Affamer
Bitya Rozen-Goldberg / Photo : Orna Kupferman
À Gaza, la famine n’est pas un effet collatéral de la guerre : c’est une méthode. Des déclarations officielles israéliennes aux blocages de l’aide humanitaire, en passant par la destruction systématique des infrastructures vitales, tout indique une stratégie assumée de privation. Le recours à la faim comme arme soulève des questions morales, historiques et politiques majeures. Que signifie affamer délibérément une population ? Et que reste-t-il de notre humanité quand nous refusons sciemment, de nourrir ceux qui ont faim ? C’est ce à quoi se propose de répondre la rabbin Bitya Rozen-Goldberg en convoquant la tradition juive et la morale la plus élémentaire.
Manifestants à Jérusalem le 24 mai 2025.
Sur la pancarte centrale, די להרג ולהרעבה בעזה, « Assez de tuerie et de famine à Gaza »
Photo : Orna Kupferman
Dès le début de la guerre à Gaza, des centaines de citernes ont été détruites, les réseaux d’eau et les usines de dessalement systématiquement bombardés, privant ainsi la majorité de la population palestinienne d’un accès à l’eau potable. Depuis le 17 mars, date de la rupture du cessez-le-feu, et pendant plus de deux mois, aucune aide humanitaire n’a pu pénétrer Gaza malgré les centaines de camions prêts à livrer des vivres. Les quatre seuls centres de distribution sont, depuis leur ouverture partielle, des pièges mortels pour les civils. Ils sont utilisés pour déplacer les populations et renforcer les milices, sans apporter de réelle solution au désastre ambiant
L’analyse des discours et actions du gouvernement israélien permet de prendre conscience que le contrôle des ressources est utilisé dès le début de l’offensive militaire à Gaza comme une arme stratégique.

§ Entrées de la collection
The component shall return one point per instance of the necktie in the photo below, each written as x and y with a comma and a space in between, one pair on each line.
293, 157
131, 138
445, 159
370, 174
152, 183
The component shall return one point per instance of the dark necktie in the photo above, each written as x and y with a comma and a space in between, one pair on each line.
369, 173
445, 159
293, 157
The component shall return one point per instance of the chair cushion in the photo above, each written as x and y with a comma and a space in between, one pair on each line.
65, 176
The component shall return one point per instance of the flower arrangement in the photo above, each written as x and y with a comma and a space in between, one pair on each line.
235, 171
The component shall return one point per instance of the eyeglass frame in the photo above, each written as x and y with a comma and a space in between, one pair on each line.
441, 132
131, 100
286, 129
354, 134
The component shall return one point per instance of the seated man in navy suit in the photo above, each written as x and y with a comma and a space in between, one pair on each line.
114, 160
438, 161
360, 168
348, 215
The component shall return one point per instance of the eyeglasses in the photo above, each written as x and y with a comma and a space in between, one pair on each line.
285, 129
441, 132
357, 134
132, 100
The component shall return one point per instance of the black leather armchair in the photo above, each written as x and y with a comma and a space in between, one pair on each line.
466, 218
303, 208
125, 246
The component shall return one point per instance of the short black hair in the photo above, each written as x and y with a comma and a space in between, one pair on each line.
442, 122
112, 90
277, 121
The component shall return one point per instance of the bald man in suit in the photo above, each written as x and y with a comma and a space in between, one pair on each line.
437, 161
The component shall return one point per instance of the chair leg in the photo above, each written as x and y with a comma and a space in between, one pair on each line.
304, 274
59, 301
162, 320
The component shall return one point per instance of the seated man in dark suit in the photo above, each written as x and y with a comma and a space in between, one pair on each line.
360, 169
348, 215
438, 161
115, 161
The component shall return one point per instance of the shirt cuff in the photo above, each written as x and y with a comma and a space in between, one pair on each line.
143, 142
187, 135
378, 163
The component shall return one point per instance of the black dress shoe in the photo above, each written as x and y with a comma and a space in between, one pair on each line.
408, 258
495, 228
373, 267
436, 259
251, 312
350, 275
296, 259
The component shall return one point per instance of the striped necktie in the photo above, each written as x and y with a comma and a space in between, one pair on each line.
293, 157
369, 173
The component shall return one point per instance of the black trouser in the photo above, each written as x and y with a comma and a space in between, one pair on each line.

...

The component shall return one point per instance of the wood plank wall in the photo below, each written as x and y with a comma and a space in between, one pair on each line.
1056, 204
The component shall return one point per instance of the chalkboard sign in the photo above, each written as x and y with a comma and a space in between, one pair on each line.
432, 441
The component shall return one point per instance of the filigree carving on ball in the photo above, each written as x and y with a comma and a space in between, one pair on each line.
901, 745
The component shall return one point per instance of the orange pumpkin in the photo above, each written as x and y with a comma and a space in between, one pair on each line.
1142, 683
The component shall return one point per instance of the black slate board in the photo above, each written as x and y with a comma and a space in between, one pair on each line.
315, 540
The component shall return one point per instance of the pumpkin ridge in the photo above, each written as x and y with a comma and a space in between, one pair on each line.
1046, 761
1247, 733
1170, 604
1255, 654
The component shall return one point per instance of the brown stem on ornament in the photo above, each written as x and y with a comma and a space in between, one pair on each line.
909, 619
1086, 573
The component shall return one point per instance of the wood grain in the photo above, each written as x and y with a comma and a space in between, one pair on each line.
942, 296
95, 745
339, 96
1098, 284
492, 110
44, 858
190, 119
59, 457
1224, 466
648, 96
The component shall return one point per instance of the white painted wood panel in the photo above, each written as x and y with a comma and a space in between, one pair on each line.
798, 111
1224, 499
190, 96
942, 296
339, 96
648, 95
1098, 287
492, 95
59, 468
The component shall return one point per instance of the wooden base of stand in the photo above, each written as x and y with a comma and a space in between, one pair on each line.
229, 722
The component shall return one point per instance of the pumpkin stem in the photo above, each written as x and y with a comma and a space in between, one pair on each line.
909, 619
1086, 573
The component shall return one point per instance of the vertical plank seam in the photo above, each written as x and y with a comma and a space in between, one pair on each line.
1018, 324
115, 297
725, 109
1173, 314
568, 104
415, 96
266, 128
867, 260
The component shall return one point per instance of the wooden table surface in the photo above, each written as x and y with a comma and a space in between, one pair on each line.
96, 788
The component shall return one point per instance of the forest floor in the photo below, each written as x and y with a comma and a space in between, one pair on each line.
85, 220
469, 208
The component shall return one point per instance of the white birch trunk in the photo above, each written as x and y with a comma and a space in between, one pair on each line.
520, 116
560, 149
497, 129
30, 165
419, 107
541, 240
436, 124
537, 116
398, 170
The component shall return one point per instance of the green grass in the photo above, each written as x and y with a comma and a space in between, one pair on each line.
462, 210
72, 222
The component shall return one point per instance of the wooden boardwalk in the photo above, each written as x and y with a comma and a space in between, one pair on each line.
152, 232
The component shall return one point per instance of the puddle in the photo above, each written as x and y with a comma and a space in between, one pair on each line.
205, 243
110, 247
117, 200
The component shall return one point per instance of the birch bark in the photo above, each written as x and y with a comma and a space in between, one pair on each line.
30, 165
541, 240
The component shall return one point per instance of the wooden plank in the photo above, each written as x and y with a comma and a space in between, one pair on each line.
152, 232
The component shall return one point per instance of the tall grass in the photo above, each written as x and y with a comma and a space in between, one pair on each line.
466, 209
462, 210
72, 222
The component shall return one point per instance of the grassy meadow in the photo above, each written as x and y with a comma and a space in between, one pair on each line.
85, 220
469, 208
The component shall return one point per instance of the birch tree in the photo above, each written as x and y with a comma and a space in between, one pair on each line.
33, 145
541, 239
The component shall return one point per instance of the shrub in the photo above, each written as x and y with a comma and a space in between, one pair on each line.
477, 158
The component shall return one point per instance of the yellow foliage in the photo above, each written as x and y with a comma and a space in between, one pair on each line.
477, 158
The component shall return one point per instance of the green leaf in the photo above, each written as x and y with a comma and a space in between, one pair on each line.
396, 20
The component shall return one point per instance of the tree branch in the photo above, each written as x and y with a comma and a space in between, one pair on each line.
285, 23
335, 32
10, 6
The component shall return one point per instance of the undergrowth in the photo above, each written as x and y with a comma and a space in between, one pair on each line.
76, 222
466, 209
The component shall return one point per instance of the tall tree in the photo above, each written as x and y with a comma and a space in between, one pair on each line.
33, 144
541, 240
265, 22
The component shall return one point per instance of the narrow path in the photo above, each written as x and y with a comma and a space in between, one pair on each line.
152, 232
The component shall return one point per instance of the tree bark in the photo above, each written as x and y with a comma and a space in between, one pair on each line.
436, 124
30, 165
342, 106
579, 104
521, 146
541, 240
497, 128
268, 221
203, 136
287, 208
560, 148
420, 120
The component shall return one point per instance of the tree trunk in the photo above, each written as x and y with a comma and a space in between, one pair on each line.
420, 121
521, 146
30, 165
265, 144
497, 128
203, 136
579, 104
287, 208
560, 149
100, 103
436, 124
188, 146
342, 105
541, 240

§ CONSIGNES DE TRAVAIL
Dans le texte fourni, condensez sous forme de liste courte le paragraphe qui commence par « Dès le début de la guerre à Gaza », en conservant ses faits essentiels. Les items de la collection forment un matériau indépendant du texte fourni.

§ RÉPONSE PROPOSÉE
- Dès le début de la guerre, des centaines de citernes ont été détruites et les réseaux d'eau et usines de dessalement bombardés. La majorité de la population palestinienne a ainsi été privée d'eau potable.
- Depuis la rupture du cessez-le-feu le 17 mars, aucune aide humanitaire n'est entrée à Gaza pendant plus de deux mois, malgré des centaines de camions prêts à livrer des vivres.
- Les quatre seuls centres de distribution, partiellement ouverts, sont des pièges mortels pour les civils. Ils servent à déplacer les populations et à renforcer les milices, sans résoudre le désastre.